Your output should be the lines from the one with "[point] at the decorative" through the end of the entries below, set down word for word and nothing else.

━━━━━━━━

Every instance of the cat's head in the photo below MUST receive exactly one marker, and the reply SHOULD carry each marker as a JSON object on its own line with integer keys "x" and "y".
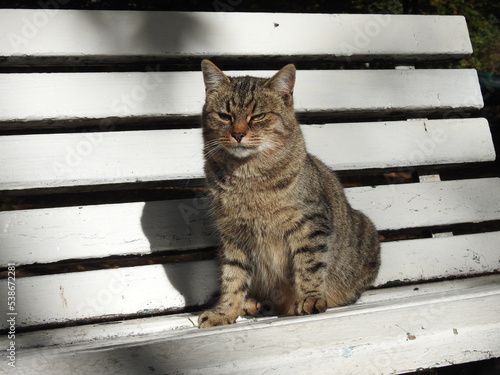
{"x": 246, "y": 116}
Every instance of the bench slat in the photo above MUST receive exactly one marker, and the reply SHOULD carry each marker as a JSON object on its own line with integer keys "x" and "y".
{"x": 46, "y": 36}
{"x": 106, "y": 293}
{"x": 454, "y": 317}
{"x": 83, "y": 96}
{"x": 57, "y": 160}
{"x": 50, "y": 235}
{"x": 142, "y": 329}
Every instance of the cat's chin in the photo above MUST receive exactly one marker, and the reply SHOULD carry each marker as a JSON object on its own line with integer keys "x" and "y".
{"x": 242, "y": 152}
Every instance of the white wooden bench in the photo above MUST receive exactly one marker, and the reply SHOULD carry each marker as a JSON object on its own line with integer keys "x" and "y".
{"x": 110, "y": 102}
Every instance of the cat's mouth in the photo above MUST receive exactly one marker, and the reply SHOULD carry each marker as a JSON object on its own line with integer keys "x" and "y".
{"x": 242, "y": 151}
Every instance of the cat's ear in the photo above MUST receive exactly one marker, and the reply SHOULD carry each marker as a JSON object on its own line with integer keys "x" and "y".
{"x": 283, "y": 82}
{"x": 212, "y": 76}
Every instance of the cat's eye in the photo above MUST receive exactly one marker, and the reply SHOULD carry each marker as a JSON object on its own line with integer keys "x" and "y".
{"x": 258, "y": 117}
{"x": 224, "y": 116}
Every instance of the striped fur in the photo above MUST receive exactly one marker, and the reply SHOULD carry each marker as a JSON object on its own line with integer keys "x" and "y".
{"x": 290, "y": 241}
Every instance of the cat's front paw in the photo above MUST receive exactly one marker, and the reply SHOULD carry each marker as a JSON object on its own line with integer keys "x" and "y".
{"x": 212, "y": 318}
{"x": 310, "y": 305}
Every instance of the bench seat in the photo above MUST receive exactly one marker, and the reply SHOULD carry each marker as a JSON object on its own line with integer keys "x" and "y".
{"x": 104, "y": 216}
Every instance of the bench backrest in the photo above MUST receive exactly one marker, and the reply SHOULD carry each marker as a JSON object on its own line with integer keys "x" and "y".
{"x": 101, "y": 109}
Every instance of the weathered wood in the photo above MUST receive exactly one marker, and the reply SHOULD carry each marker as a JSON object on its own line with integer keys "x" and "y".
{"x": 68, "y": 37}
{"x": 55, "y": 234}
{"x": 121, "y": 292}
{"x": 97, "y": 96}
{"x": 64, "y": 339}
{"x": 453, "y": 319}
{"x": 55, "y": 160}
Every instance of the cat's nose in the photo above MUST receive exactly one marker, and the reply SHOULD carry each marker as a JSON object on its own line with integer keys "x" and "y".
{"x": 238, "y": 136}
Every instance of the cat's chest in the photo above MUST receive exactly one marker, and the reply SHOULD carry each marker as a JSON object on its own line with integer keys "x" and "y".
{"x": 264, "y": 207}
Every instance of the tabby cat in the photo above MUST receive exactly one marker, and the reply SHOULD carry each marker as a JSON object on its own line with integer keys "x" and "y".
{"x": 290, "y": 241}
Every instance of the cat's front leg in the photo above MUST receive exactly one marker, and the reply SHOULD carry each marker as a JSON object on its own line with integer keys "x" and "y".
{"x": 310, "y": 263}
{"x": 235, "y": 282}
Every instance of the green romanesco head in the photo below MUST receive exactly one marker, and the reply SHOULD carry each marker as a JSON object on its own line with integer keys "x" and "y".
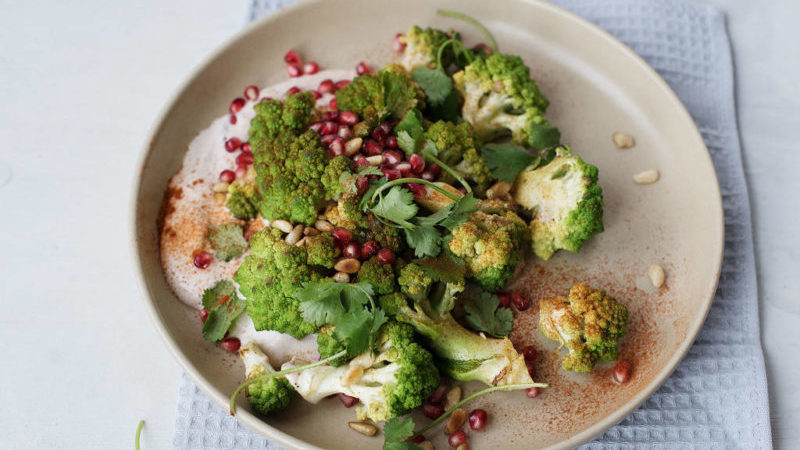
{"x": 565, "y": 201}
{"x": 588, "y": 322}
{"x": 491, "y": 245}
{"x": 500, "y": 98}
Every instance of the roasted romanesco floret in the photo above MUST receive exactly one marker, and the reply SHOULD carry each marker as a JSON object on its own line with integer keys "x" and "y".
{"x": 565, "y": 201}
{"x": 588, "y": 322}
{"x": 500, "y": 98}
{"x": 267, "y": 396}
{"x": 491, "y": 245}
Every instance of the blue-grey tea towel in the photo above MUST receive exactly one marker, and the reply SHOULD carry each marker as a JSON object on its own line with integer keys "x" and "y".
{"x": 717, "y": 397}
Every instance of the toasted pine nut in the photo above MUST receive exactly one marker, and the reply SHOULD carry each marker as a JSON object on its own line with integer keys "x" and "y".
{"x": 656, "y": 275}
{"x": 367, "y": 429}
{"x": 455, "y": 421}
{"x": 294, "y": 234}
{"x": 646, "y": 177}
{"x": 323, "y": 225}
{"x": 352, "y": 146}
{"x": 348, "y": 265}
{"x": 282, "y": 225}
{"x": 622, "y": 140}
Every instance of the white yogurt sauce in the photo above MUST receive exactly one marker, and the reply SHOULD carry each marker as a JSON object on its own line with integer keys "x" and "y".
{"x": 191, "y": 209}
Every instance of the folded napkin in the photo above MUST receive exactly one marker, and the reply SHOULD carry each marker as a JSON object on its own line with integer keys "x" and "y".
{"x": 717, "y": 397}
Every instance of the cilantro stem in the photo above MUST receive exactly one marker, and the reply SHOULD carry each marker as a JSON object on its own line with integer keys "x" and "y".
{"x": 138, "y": 434}
{"x": 267, "y": 376}
{"x": 461, "y": 16}
{"x": 508, "y": 387}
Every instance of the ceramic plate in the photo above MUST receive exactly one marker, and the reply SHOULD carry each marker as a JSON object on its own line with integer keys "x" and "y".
{"x": 596, "y": 86}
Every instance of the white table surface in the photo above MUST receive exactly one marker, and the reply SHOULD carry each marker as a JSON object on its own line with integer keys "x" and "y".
{"x": 80, "y": 84}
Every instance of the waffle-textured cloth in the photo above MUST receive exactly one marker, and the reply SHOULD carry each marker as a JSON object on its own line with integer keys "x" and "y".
{"x": 717, "y": 397}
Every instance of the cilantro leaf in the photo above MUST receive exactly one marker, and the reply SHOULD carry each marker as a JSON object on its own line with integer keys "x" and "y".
{"x": 435, "y": 83}
{"x": 223, "y": 306}
{"x": 484, "y": 314}
{"x": 395, "y": 433}
{"x": 227, "y": 240}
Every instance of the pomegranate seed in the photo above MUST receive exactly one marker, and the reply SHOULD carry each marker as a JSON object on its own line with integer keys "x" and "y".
{"x": 291, "y": 57}
{"x": 233, "y": 144}
{"x": 352, "y": 250}
{"x": 227, "y": 176}
{"x": 371, "y": 147}
{"x": 348, "y": 118}
{"x": 347, "y": 401}
{"x": 457, "y": 438}
{"x": 231, "y": 344}
{"x": 202, "y": 260}
{"x": 520, "y": 301}
{"x": 362, "y": 68}
{"x": 294, "y": 70}
{"x": 245, "y": 159}
{"x": 504, "y": 298}
{"x": 327, "y": 87}
{"x": 370, "y": 247}
{"x": 386, "y": 256}
{"x": 529, "y": 353}
{"x": 397, "y": 44}
{"x": 622, "y": 371}
{"x": 342, "y": 235}
{"x": 478, "y": 419}
{"x": 251, "y": 92}
{"x": 236, "y": 105}
{"x": 432, "y": 411}
{"x": 310, "y": 68}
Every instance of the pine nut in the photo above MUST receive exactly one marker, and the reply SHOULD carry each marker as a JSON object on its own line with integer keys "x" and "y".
{"x": 622, "y": 140}
{"x": 367, "y": 429}
{"x": 352, "y": 146}
{"x": 455, "y": 421}
{"x": 453, "y": 397}
{"x": 282, "y": 225}
{"x": 656, "y": 275}
{"x": 646, "y": 177}
{"x": 323, "y": 225}
{"x": 294, "y": 234}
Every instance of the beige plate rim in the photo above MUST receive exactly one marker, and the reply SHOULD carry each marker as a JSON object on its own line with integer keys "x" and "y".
{"x": 261, "y": 427}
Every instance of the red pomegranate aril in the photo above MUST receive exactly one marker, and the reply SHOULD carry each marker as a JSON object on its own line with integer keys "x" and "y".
{"x": 417, "y": 163}
{"x": 231, "y": 344}
{"x": 347, "y": 401}
{"x": 397, "y": 44}
{"x": 310, "y": 68}
{"x": 432, "y": 411}
{"x": 342, "y": 235}
{"x": 520, "y": 301}
{"x": 369, "y": 248}
{"x": 362, "y": 68}
{"x": 478, "y": 419}
{"x": 386, "y": 256}
{"x": 327, "y": 87}
{"x": 251, "y": 92}
{"x": 622, "y": 371}
{"x": 202, "y": 260}
{"x": 291, "y": 57}
{"x": 457, "y": 438}
{"x": 233, "y": 144}
{"x": 352, "y": 250}
{"x": 227, "y": 176}
{"x": 348, "y": 118}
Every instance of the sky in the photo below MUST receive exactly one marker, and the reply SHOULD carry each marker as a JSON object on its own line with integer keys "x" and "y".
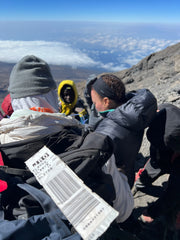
{"x": 163, "y": 11}
{"x": 109, "y": 35}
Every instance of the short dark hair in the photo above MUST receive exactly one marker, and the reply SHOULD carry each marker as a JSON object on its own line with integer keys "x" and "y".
{"x": 116, "y": 85}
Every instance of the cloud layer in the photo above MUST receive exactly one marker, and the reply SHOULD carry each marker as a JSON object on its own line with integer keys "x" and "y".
{"x": 99, "y": 51}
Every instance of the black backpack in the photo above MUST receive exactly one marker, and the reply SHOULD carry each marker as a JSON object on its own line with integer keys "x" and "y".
{"x": 85, "y": 153}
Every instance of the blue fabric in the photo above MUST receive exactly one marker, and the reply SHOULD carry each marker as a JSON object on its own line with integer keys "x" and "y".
{"x": 45, "y": 226}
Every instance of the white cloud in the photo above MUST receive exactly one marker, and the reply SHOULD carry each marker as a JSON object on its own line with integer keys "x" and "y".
{"x": 122, "y": 51}
{"x": 52, "y": 52}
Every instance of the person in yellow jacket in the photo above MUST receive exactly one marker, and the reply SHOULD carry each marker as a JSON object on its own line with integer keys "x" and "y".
{"x": 70, "y": 103}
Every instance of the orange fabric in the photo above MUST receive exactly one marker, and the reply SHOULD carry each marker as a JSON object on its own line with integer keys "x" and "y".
{"x": 41, "y": 109}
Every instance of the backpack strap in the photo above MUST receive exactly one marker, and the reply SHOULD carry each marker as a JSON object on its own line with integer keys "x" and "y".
{"x": 3, "y": 184}
{"x": 16, "y": 171}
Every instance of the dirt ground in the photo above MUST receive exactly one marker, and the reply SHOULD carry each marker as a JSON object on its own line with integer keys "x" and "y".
{"x": 158, "y": 230}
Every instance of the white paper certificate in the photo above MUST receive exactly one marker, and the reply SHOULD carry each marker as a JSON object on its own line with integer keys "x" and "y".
{"x": 87, "y": 212}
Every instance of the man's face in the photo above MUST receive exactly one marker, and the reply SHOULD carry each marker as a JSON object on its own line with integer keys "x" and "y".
{"x": 68, "y": 95}
{"x": 98, "y": 101}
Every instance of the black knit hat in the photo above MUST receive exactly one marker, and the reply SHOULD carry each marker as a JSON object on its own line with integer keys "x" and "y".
{"x": 30, "y": 76}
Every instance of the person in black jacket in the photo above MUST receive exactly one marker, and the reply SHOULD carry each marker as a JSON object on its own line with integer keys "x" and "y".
{"x": 120, "y": 115}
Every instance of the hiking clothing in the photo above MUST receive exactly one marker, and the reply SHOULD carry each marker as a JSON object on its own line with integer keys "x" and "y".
{"x": 65, "y": 107}
{"x": 125, "y": 126}
{"x": 7, "y": 106}
{"x": 76, "y": 106}
{"x": 123, "y": 202}
{"x": 30, "y": 76}
{"x": 25, "y": 124}
{"x": 41, "y": 100}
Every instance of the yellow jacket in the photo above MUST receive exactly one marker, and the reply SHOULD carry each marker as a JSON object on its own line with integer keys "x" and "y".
{"x": 65, "y": 107}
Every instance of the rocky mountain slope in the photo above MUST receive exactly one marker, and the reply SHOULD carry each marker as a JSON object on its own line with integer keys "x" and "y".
{"x": 159, "y": 72}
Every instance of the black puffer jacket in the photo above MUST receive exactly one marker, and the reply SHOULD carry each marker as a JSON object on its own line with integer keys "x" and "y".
{"x": 125, "y": 126}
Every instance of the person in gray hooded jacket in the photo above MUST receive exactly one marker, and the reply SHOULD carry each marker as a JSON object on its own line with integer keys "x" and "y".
{"x": 121, "y": 116}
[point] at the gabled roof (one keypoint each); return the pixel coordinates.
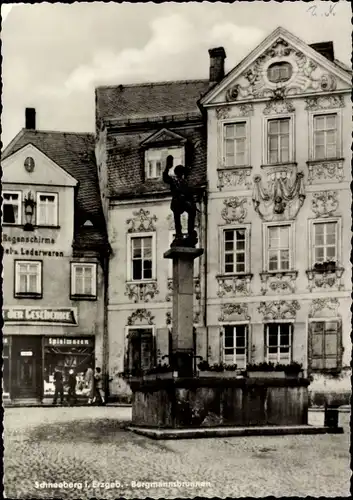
(279, 32)
(163, 136)
(149, 99)
(74, 153)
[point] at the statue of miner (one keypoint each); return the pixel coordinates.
(182, 201)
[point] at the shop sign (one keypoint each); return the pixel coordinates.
(68, 341)
(13, 246)
(40, 315)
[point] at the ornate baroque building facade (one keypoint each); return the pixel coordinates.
(278, 170)
(274, 213)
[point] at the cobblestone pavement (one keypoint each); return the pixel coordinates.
(88, 445)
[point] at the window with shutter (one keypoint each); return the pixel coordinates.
(278, 342)
(325, 345)
(235, 345)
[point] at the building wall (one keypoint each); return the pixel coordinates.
(321, 301)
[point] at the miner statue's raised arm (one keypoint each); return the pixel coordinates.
(182, 201)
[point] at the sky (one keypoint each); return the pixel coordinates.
(54, 55)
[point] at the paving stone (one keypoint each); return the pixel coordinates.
(84, 445)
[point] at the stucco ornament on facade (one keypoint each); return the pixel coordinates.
(143, 315)
(234, 178)
(325, 306)
(141, 221)
(278, 283)
(233, 286)
(278, 107)
(234, 210)
(325, 171)
(238, 310)
(324, 203)
(279, 309)
(305, 75)
(141, 292)
(282, 199)
(324, 102)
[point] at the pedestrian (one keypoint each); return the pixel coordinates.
(59, 386)
(89, 378)
(99, 386)
(71, 395)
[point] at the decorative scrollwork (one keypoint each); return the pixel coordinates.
(324, 203)
(279, 309)
(278, 283)
(234, 210)
(234, 285)
(239, 310)
(141, 222)
(141, 292)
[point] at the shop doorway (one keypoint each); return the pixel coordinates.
(26, 377)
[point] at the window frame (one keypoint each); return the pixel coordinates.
(339, 352)
(311, 119)
(20, 196)
(77, 296)
(33, 295)
(56, 208)
(265, 142)
(234, 121)
(165, 151)
(234, 324)
(129, 270)
(311, 238)
(234, 227)
(154, 344)
(292, 240)
(279, 322)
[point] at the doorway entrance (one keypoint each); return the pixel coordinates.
(26, 367)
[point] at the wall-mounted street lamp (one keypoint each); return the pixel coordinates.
(29, 204)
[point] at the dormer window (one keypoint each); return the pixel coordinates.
(155, 160)
(11, 207)
(47, 209)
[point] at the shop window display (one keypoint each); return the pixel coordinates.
(67, 354)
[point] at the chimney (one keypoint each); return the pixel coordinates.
(30, 118)
(325, 49)
(217, 57)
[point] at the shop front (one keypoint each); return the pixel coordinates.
(30, 360)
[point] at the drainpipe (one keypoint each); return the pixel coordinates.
(205, 214)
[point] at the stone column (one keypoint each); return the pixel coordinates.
(183, 307)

━━━━━━━━

■ **RESPONSE AREA**
[point] at the decorative scrollwork (one keypoint each); return the pixel coordinates.
(324, 203)
(279, 309)
(278, 283)
(234, 210)
(234, 285)
(239, 310)
(141, 222)
(141, 292)
[point] at the shop doorway (one keypoint each); return the pixel coordinates.
(26, 377)
[point] at the window frame (one keypoint each); return the pixel coordinates.
(339, 352)
(311, 119)
(20, 196)
(77, 296)
(33, 295)
(56, 208)
(265, 142)
(234, 121)
(165, 151)
(234, 324)
(129, 270)
(311, 238)
(234, 227)
(154, 344)
(292, 240)
(279, 322)
[point] at the doorway entrance (one keypoint each); return the pixel coordinates.
(26, 367)
[point] at the wall-mounted street lamp (one keypoint each); return the pixel coordinates.
(29, 204)
[point] at the dormer window (one keypoint each); return the pixel coordinates.
(155, 160)
(11, 207)
(47, 209)
[point] at the shop window display (one keypoint each); return the pixel coordinates.
(67, 354)
[point] at the chimney (one keypoint each); return the pixel coordinates.
(30, 118)
(325, 49)
(217, 57)
[point] at the shop front (one keypoint each); return the pixel coordinates.
(30, 360)
[point] at the drainpipe (one keypoint each); return the pixel coordinates.
(205, 214)
[point] at the stone column (one keypoint each); return the pixel coordinates.
(183, 307)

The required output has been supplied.